§ Travail demandé
Ajoutez 123 à chaque coordonnée des points donnés en réponse, puis recopiez les fiches depuis le début jusqu'à la ligne qui contient "(1179, 497)", incluse, consignes comprises.

Fiches de pointage et d'étiquetage
————
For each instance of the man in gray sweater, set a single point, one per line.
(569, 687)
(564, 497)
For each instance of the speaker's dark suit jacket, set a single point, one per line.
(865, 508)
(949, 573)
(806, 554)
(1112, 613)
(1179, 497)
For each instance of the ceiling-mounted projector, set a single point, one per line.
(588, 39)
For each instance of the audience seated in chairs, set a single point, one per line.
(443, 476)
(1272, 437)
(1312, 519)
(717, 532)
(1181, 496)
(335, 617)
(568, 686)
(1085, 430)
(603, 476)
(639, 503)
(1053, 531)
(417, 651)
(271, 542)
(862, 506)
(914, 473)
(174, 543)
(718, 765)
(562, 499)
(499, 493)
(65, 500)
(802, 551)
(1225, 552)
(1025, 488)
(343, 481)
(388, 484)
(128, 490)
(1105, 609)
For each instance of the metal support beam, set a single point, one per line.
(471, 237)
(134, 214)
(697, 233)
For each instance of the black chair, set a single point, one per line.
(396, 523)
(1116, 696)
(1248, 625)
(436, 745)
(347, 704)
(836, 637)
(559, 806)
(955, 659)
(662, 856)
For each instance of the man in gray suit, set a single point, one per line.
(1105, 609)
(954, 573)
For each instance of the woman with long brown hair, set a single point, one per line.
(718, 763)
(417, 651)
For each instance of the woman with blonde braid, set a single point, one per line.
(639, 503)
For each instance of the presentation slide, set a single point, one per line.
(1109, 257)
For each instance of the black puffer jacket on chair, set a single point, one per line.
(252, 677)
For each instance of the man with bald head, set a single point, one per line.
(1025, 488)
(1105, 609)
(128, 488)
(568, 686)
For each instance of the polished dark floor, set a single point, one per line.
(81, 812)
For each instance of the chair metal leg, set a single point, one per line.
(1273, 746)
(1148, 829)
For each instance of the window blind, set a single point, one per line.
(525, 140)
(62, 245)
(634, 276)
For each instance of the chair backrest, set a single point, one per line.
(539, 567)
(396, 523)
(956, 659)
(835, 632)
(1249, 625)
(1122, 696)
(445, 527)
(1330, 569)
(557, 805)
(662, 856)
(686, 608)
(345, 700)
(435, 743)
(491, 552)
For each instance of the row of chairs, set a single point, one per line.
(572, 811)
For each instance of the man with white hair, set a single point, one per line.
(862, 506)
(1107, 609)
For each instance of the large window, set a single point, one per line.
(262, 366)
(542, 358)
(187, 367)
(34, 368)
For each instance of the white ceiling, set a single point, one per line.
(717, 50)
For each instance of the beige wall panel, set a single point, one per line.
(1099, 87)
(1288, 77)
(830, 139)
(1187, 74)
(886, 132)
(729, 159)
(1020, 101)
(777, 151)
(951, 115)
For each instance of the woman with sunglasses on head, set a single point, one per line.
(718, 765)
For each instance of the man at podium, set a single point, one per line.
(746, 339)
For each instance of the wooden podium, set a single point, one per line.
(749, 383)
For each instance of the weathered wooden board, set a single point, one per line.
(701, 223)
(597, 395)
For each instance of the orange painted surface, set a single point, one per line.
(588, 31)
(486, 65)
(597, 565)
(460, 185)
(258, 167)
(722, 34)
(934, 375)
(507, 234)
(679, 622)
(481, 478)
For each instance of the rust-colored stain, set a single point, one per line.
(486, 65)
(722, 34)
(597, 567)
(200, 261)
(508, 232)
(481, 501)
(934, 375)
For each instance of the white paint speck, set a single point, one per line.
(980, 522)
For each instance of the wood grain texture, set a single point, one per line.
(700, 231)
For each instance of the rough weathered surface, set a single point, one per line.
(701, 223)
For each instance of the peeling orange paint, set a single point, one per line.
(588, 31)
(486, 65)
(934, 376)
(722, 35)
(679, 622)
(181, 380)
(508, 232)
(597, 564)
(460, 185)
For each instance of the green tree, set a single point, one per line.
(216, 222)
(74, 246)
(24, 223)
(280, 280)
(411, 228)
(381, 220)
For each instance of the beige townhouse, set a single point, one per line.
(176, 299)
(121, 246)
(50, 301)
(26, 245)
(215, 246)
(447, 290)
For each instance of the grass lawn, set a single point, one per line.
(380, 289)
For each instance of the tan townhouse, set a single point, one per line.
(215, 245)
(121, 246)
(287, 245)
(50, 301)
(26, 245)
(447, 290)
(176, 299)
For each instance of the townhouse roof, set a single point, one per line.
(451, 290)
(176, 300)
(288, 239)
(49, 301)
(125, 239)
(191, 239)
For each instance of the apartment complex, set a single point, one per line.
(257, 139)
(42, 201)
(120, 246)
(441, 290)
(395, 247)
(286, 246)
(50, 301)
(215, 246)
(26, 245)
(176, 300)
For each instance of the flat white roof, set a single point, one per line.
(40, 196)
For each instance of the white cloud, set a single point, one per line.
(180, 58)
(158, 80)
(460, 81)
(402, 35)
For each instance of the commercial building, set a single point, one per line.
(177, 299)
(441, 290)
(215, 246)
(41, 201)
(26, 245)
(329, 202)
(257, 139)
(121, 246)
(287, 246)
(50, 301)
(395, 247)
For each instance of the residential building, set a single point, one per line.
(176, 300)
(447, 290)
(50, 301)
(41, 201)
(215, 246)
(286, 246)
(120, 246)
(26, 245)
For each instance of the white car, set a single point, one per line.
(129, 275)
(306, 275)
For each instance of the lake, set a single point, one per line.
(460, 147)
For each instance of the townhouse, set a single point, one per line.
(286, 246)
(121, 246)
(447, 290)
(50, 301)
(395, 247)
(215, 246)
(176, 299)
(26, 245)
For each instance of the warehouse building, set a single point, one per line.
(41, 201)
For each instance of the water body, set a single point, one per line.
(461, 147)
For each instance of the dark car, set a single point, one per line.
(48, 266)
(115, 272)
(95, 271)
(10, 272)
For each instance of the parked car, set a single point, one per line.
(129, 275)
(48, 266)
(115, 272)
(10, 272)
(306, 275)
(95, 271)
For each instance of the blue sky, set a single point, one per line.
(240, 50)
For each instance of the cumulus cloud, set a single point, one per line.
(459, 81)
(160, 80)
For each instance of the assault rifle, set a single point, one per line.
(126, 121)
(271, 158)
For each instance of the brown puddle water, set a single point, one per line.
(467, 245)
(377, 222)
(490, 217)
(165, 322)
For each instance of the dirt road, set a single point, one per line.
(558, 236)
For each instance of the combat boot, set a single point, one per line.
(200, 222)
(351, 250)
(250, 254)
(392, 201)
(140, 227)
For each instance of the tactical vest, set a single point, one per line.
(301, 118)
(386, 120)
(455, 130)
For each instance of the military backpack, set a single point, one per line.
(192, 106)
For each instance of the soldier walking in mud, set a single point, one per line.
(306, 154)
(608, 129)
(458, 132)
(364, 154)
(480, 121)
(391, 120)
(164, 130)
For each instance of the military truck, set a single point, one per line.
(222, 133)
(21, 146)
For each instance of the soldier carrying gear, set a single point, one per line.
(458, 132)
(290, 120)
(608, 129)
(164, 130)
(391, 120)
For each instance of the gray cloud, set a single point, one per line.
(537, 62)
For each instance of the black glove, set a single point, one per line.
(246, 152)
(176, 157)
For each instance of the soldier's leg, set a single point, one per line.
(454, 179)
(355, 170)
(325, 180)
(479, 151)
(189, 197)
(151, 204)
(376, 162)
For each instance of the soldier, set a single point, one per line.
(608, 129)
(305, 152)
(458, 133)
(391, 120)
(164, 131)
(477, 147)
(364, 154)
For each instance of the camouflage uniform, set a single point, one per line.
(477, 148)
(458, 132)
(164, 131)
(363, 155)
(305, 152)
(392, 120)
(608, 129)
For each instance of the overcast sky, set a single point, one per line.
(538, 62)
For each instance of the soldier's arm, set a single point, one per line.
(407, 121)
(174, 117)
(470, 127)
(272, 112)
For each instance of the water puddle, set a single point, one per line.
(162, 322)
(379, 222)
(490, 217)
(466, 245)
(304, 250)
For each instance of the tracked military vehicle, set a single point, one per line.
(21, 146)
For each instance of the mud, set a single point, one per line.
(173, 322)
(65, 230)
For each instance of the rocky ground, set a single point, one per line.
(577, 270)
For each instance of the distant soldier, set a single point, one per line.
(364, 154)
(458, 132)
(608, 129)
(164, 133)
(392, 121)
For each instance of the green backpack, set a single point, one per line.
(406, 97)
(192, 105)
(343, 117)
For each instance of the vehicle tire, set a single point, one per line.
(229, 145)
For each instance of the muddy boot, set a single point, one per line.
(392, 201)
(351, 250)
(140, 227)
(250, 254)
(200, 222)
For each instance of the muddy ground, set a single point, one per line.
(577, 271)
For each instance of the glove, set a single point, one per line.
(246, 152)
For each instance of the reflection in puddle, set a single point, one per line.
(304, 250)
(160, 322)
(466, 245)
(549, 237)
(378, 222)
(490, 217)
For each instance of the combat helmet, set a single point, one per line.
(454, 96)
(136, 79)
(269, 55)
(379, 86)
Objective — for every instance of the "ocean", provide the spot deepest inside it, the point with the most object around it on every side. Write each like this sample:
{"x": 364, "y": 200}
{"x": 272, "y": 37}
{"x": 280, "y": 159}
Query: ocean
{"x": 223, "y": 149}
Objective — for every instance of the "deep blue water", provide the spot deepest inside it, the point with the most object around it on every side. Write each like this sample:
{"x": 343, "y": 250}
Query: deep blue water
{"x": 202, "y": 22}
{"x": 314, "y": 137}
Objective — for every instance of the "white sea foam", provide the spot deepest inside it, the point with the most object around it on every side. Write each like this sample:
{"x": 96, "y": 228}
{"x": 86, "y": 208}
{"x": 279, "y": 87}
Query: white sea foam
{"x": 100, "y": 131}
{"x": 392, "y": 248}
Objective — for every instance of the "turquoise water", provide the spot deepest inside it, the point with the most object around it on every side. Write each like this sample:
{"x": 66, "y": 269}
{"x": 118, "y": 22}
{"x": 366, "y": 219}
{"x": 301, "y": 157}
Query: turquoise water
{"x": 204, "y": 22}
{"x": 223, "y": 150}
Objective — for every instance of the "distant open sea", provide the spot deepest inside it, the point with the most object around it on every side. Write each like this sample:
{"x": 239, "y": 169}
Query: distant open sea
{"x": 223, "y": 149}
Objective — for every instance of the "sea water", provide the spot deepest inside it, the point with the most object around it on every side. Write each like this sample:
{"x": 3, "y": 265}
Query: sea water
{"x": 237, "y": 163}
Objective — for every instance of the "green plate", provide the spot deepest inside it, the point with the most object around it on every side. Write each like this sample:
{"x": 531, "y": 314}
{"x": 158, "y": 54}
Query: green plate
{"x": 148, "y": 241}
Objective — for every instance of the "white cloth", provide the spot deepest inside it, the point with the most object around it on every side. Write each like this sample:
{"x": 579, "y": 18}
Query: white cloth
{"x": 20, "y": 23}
————
§ Bonne réponse
For each instance of the man in gray sweater, set a single point, one per line.
(692, 810)
(687, 620)
For each instance of the speaker's dark suit jacket, set a single point, one per line.
(988, 631)
(1072, 696)
(929, 677)
(1235, 736)
(1302, 620)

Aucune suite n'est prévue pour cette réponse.